> What is expected
Please format the material below, from the line with "Pass this photo to locate to point out the sink" up to and including the line with "x=242, y=193", as a CSV with the columns instruction and result. Put each instruction and its full result on one row, each in a single quoted field, with any line breaks replaced by spaces.

> Excerpted data
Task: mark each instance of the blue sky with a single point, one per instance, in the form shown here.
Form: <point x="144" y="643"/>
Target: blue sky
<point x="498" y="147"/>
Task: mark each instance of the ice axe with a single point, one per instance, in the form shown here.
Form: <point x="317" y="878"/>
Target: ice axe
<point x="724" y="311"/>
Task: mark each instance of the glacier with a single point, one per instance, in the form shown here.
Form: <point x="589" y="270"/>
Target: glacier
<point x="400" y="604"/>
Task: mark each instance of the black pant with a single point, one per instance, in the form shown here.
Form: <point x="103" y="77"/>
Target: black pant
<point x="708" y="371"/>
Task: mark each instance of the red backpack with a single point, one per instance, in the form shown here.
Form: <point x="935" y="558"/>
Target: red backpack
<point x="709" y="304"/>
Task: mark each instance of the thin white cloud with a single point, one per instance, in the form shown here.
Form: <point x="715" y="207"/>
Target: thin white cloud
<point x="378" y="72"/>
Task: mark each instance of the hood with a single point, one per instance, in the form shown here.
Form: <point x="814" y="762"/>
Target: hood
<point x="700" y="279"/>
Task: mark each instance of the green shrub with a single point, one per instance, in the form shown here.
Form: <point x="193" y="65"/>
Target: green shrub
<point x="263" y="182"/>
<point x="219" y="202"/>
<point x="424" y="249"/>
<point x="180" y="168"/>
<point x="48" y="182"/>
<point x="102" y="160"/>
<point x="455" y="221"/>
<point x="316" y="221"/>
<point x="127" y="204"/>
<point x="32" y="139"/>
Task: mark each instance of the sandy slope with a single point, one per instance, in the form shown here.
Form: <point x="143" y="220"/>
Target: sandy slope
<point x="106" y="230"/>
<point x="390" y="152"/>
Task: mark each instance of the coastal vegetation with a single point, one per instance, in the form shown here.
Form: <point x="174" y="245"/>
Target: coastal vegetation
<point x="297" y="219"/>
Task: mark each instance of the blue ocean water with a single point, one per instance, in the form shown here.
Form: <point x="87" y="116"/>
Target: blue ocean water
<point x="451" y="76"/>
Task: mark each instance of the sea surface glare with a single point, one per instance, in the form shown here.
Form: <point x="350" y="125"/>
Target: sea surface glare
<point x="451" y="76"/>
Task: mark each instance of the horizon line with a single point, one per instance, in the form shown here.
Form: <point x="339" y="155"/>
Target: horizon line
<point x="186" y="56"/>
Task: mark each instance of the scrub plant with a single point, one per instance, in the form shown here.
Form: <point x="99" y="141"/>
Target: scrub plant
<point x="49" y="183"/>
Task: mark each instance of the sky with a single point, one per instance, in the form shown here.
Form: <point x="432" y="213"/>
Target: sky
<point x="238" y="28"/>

==

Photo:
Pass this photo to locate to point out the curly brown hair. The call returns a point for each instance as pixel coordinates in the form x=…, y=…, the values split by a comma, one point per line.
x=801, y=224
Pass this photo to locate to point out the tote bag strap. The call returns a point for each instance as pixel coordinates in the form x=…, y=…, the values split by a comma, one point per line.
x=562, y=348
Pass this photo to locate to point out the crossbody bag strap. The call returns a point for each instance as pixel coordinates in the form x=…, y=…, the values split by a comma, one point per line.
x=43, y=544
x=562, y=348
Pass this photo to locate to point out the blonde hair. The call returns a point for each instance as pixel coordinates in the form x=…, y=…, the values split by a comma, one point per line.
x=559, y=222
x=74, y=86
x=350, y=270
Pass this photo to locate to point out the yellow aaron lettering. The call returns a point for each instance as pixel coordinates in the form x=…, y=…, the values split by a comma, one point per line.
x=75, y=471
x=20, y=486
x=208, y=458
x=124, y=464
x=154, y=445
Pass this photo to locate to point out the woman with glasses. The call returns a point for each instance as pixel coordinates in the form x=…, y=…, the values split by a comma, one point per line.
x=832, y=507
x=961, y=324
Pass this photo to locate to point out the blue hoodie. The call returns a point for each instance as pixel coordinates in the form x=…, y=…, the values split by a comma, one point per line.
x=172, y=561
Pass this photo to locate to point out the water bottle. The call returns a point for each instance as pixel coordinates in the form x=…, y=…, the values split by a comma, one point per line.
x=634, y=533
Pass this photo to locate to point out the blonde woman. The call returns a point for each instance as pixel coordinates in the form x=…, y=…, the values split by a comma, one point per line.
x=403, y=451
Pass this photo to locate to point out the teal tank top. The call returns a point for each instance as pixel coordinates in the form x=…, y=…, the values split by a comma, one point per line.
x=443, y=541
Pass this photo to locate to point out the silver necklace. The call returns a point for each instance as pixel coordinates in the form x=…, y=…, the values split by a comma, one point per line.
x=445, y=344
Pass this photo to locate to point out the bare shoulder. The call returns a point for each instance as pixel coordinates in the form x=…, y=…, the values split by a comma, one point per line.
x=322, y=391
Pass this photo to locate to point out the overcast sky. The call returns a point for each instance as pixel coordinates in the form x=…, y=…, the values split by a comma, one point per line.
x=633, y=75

...

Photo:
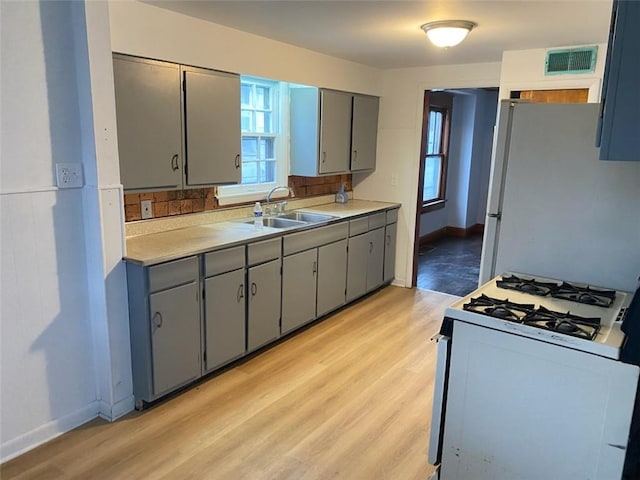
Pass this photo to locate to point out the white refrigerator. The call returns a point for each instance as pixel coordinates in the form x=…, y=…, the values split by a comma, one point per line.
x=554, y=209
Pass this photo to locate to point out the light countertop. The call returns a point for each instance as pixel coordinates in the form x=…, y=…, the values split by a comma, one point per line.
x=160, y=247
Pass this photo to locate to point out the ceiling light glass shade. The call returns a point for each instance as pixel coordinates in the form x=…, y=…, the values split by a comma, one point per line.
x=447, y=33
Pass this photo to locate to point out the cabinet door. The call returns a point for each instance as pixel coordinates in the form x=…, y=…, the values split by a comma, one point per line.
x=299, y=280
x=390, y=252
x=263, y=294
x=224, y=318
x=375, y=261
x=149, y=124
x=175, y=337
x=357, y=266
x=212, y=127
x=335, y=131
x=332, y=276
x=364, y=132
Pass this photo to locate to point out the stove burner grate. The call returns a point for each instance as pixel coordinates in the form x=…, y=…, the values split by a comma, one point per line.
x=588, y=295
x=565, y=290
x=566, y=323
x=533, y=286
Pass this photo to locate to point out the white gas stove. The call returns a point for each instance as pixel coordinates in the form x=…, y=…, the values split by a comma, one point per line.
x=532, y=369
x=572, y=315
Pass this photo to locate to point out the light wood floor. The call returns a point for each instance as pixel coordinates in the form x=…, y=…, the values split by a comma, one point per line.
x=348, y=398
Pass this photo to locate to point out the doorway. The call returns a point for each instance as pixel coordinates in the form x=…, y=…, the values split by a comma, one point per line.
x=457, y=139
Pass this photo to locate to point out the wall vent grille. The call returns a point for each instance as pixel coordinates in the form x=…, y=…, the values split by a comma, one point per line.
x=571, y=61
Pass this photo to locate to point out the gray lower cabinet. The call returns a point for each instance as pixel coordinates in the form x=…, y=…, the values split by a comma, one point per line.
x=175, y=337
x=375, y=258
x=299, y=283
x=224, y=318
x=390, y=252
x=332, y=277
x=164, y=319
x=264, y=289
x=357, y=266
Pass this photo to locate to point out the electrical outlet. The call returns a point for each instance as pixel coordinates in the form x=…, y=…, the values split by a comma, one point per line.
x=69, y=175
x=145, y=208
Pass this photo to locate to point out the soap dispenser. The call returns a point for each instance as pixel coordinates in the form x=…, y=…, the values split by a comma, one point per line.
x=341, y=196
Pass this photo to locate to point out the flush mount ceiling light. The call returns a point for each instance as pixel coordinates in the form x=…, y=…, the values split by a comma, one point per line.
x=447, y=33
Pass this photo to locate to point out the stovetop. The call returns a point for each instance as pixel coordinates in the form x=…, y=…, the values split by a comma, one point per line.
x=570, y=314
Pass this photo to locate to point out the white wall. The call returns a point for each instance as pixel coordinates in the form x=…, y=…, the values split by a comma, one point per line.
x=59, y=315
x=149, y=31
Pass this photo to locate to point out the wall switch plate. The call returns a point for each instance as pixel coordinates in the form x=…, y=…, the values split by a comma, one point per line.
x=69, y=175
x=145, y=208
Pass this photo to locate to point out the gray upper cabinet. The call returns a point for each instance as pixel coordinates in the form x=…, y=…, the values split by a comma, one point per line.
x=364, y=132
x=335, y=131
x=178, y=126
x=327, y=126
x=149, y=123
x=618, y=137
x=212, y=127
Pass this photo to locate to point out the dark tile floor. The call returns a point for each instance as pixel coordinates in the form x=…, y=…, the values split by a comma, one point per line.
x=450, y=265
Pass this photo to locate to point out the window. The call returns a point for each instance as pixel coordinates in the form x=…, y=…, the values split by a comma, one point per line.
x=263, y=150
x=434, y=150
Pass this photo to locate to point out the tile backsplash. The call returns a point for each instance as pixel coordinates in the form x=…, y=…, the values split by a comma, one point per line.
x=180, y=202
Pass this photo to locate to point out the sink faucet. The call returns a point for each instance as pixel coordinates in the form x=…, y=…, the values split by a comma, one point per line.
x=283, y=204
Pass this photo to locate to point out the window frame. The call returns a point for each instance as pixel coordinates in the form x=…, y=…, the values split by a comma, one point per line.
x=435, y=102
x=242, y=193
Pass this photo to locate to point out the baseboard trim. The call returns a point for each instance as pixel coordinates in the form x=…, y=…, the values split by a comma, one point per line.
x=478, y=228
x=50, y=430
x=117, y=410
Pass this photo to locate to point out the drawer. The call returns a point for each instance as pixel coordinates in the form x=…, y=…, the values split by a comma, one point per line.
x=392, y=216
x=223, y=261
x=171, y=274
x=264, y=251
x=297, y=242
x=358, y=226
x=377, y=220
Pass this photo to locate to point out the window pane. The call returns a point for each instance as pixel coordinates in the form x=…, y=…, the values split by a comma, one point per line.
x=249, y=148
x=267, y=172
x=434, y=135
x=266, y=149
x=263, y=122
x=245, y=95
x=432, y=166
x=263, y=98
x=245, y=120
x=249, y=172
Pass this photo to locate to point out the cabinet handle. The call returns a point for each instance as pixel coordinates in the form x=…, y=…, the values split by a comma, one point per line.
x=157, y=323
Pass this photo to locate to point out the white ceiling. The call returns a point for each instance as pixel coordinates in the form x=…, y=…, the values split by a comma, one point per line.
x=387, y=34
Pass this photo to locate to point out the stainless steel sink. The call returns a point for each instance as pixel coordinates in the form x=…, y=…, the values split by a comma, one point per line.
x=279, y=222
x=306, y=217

> Result for this task
instruction,result
"Pass this photo to locate to point out the sink faucet. The call returns a point for each instance as pixel coordinates in the form x=…, y=…, the values split by a comma, one point per line.","x=283, y=204"
"Pass this photo to locate to point out the window frame. The call returns a point for each instance as pixel coordinates in the form x=…, y=…, the values split by a comma, one point per line.","x=435, y=102 x=242, y=193"